A block of data:

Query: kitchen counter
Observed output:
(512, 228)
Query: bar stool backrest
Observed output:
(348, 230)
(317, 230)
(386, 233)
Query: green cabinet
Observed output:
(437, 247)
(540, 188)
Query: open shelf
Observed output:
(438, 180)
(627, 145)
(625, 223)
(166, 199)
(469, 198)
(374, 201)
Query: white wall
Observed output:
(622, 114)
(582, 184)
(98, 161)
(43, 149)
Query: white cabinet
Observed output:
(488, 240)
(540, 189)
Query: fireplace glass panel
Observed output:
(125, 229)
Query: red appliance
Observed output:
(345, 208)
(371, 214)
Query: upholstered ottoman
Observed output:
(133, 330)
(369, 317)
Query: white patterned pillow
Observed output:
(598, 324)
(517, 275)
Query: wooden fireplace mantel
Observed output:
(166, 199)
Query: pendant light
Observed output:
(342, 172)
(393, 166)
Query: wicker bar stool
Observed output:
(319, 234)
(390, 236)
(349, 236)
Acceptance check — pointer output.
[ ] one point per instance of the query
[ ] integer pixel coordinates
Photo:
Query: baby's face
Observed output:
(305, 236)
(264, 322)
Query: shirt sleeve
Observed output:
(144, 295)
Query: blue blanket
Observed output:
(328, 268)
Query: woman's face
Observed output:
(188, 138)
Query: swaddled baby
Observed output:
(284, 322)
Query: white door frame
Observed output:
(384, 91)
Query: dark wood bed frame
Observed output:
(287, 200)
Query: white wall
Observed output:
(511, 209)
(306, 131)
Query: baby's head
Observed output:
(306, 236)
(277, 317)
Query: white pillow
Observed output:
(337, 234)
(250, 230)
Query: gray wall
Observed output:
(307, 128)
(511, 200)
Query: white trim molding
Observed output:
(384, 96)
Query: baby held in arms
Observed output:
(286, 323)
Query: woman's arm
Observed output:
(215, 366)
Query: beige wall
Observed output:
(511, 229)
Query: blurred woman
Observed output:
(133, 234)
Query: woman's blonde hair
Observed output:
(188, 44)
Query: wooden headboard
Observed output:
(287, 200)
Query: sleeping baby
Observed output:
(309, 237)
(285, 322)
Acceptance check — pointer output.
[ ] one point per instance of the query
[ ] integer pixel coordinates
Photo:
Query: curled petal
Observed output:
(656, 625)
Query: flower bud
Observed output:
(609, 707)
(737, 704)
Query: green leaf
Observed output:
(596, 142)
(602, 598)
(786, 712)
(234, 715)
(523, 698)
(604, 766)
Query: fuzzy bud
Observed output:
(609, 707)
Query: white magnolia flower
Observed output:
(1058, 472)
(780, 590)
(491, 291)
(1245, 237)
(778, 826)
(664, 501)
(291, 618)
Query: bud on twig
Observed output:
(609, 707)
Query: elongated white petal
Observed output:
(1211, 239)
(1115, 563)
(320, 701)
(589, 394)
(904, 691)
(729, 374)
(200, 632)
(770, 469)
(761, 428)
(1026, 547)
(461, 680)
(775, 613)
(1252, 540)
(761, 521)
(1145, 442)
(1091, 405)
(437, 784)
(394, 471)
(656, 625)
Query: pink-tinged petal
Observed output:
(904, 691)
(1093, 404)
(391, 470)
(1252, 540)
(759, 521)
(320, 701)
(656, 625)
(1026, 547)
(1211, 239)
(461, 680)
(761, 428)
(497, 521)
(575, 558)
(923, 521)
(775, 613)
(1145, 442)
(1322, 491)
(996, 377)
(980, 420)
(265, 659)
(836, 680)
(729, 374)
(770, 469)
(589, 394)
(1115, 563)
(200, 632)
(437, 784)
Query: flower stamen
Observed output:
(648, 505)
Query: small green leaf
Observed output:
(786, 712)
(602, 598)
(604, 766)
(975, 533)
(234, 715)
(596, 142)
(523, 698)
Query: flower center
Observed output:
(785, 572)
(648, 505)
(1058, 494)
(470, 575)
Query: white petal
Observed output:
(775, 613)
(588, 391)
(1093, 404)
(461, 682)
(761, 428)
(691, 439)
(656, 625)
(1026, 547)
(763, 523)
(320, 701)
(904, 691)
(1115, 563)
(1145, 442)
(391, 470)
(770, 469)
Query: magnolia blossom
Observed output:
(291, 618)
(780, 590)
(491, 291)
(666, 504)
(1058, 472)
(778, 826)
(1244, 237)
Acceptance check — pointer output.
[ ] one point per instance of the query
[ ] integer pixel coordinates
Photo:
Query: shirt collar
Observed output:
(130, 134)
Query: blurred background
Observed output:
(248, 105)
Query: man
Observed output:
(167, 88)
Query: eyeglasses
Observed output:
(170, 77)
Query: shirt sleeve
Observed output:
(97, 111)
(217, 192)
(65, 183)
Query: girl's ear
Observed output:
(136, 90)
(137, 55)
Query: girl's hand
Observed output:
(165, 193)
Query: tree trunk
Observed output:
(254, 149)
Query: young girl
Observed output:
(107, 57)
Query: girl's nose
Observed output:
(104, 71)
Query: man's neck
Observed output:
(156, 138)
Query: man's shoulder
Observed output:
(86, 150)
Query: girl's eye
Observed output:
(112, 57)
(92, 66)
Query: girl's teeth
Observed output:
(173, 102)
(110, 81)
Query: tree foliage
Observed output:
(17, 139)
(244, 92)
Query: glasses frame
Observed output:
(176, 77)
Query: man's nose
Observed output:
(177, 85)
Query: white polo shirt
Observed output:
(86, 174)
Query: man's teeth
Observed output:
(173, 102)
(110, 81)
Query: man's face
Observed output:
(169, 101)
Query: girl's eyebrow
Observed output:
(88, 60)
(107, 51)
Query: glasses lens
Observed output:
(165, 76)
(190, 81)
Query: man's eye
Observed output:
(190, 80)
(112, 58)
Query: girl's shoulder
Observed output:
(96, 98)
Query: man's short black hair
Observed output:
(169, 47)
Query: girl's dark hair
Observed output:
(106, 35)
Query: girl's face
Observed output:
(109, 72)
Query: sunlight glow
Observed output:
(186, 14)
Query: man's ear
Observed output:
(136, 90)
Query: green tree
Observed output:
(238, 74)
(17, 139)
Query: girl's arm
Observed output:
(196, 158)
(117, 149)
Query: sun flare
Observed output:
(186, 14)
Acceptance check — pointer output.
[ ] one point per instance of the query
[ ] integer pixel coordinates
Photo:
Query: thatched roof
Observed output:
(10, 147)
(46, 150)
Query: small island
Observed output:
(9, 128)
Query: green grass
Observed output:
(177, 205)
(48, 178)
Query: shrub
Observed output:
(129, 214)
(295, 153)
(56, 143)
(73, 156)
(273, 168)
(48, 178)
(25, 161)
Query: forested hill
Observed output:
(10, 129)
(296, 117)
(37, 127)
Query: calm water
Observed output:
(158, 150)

## Prompt:
Retype every entry above, word for word.

## Written answer:
Query: kitchen counter
Observed output:
(512, 228)
Query: bar stool backrest
Observed output:
(348, 230)
(317, 230)
(386, 233)
Query: green cabinet
Observed output:
(437, 247)
(540, 188)
Query: open shelf
Observed output:
(438, 180)
(627, 145)
(625, 223)
(166, 199)
(469, 198)
(374, 201)
Query: white wall
Observed output:
(622, 114)
(582, 184)
(98, 161)
(43, 149)
Query: white cabinet
Observed output:
(488, 240)
(540, 189)
Query: fireplace glass panel
Observed output:
(125, 229)
Query: red appliance
Observed output:
(345, 208)
(371, 214)
Query: upholstered ottoman
Observed output:
(133, 330)
(369, 317)
Query: white patterned pillow
Observed output:
(598, 324)
(517, 275)
Query: wooden fireplace mantel
Observed output:
(166, 199)
Query: pendant light
Observed output:
(342, 172)
(393, 166)
Query: wicker bar stool
Observed output:
(319, 234)
(390, 236)
(349, 236)
Acceptance check — pointer output.
[ ] one point per instance of the query
[ ] integer pixel coordinates
Photo:
Query: baby's face
Observed output:
(305, 236)
(264, 322)
Query: shirt sleeve
Observed output:
(144, 295)
Query: blue blanket
Observed output:
(328, 268)
Query: woman's face
Observed output:
(188, 138)
Query: swaddled baby
Observed output:
(284, 322)
Query: white door frame
Observed output:
(384, 91)
Query: dark wood bed frame
Observed output:
(287, 200)
Query: white wall
Observed output:
(511, 209)
(306, 131)
Query: baby's head
Observed output:
(306, 236)
(277, 317)
Query: white pillow
Observed output:
(337, 234)
(250, 230)
Query: gray wall
Observed output:
(307, 128)
(511, 200)
Query: white trim molding
Observed output:
(384, 96)
Query: baby held in arms
Observed output:
(286, 323)
Query: woman's arm
Observed output:
(215, 366)
Query: beige wall
Observed output:
(511, 229)
Query: blurred woman
Observed output:
(133, 234)
Query: woman's blonde hair
Observed output:
(188, 44)
Query: wooden headboard
Observed output:
(287, 200)
Query: sleeping baby
Observed output:
(309, 237)
(285, 322)
Acceptance check — pointer output.
[ ] one point per instance of the query
[ ] integer pixel coordinates
Photo:
Query: curled petal
Observed output:
(656, 625)
Query: flower bud
Observed output:
(609, 707)
(737, 704)
Query: green leaf
Observed output:
(596, 142)
(602, 598)
(786, 712)
(234, 715)
(523, 698)
(604, 766)
Query: fuzzy bud
Observed output:
(609, 707)
Query: white magnolia flower
Observed output:
(1058, 472)
(780, 590)
(491, 291)
(1245, 237)
(778, 826)
(664, 501)
(291, 618)
Query: bud on twig
Observed output:
(609, 707)
Query: elongated white petal
Observed output:
(1211, 239)
(1115, 563)
(320, 701)
(589, 394)
(904, 691)
(729, 374)
(200, 632)
(770, 469)
(761, 428)
(1026, 547)
(461, 680)
(775, 613)
(1252, 540)
(761, 521)
(1145, 442)
(1091, 405)
(437, 784)
(394, 471)
(656, 625)
Query: pink-tinged petal
Observed output:
(904, 691)
(1093, 404)
(391, 470)
(1252, 540)
(759, 521)
(320, 701)
(656, 625)
(1026, 547)
(1211, 239)
(461, 680)
(761, 428)
(497, 521)
(575, 558)
(923, 521)
(775, 613)
(1145, 442)
(1322, 491)
(996, 377)
(980, 420)
(265, 659)
(836, 680)
(729, 374)
(770, 469)
(589, 394)
(1115, 563)
(200, 632)
(437, 784)
Query: flower stamen
Observed output:
(648, 505)
Query: small green leaf
Observed output:
(786, 712)
(602, 598)
(604, 766)
(975, 533)
(234, 715)
(596, 142)
(523, 698)
Query: flower center
Observed output:
(785, 572)
(648, 505)
(1058, 494)
(470, 575)
Query: white petal
Observed output:
(775, 613)
(588, 391)
(1093, 404)
(461, 682)
(761, 428)
(691, 439)
(656, 625)
(1026, 547)
(763, 523)
(320, 701)
(904, 691)
(1115, 563)
(1145, 442)
(391, 470)
(770, 469)
Query: magnolia blossom
Observed output:
(291, 618)
(780, 590)
(491, 291)
(666, 504)
(1058, 472)
(778, 826)
(1244, 237)
Acceptance check — pointer output.
[ ] one point per instance of the query
[ ] integer pixel coordinates
Photo:
Query: shirt collar
Observed output:
(130, 134)
Query: blurred background
Observed output:
(248, 105)
Query: man
Observed output:
(167, 88)
Query: eyeglasses
Observed output:
(170, 77)
Query: shirt sleeve
Observed output:
(97, 111)
(217, 192)
(65, 183)
Query: girl's ear
Observed output:
(136, 90)
(137, 55)
Query: girl's hand
Observed output:
(165, 193)
Query: tree trunk
Observed output:
(254, 149)
Query: young girl
Observed output:
(107, 57)
Query: girl's nose
Observed output:
(104, 71)
Query: man's neck
Observed output:
(156, 138)
Query: man's shoulder
Observed output:
(86, 150)
Query: girl's eye
Observed output:
(112, 57)
(92, 66)
Query: girl's teeth
Observed output:
(173, 102)
(110, 81)
Query: tree foliage
Observed output:
(17, 139)
(244, 92)
Query: glasses frame
Observed output:
(176, 77)
Query: man's nose
Observed output:
(177, 85)
Query: white polo shirt
Observed output:
(86, 174)
Query: man's teeth
Observed output:
(173, 102)
(110, 81)
Query: man's face
Observed output:
(169, 101)
Query: girl's eyebrow
Observed output:
(88, 60)
(107, 51)
Query: glasses lens
Observed output:
(165, 76)
(190, 81)
Query: man's eye
Observed output:
(190, 80)
(112, 58)
Query: girl's shoulder
Observed output:
(96, 98)
Query: man's short black hair
Observed output:
(169, 47)
Query: girl's dark hair
Observed output:
(106, 35)
Query: girl's face
Observed output:
(109, 72)
Query: sunlight glow
Observed output:
(186, 14)
Query: man's ear
Observed output:
(136, 90)
Query: green tree
Observed output:
(238, 74)
(17, 139)
Query: girl's arm
Observed output:
(196, 158)
(117, 149)
Query: sun flare
Observed output:
(186, 14)
Acceptance check — pointer output.
[ ] one point per instance of the query
[ ] integer pixel coordinates
Photo:
Query: thatched roof
Observed output:
(10, 147)
(46, 150)
Query: small island
Observed output:
(9, 128)
Query: green grass
Observed output:
(177, 205)
(48, 178)
Query: shrub
Observed output:
(129, 214)
(295, 153)
(56, 143)
(73, 156)
(273, 168)
(48, 178)
(25, 161)
Query: forested hill
Observed output:
(10, 129)
(296, 117)
(37, 127)
Query: calm water
Observed output:
(158, 150)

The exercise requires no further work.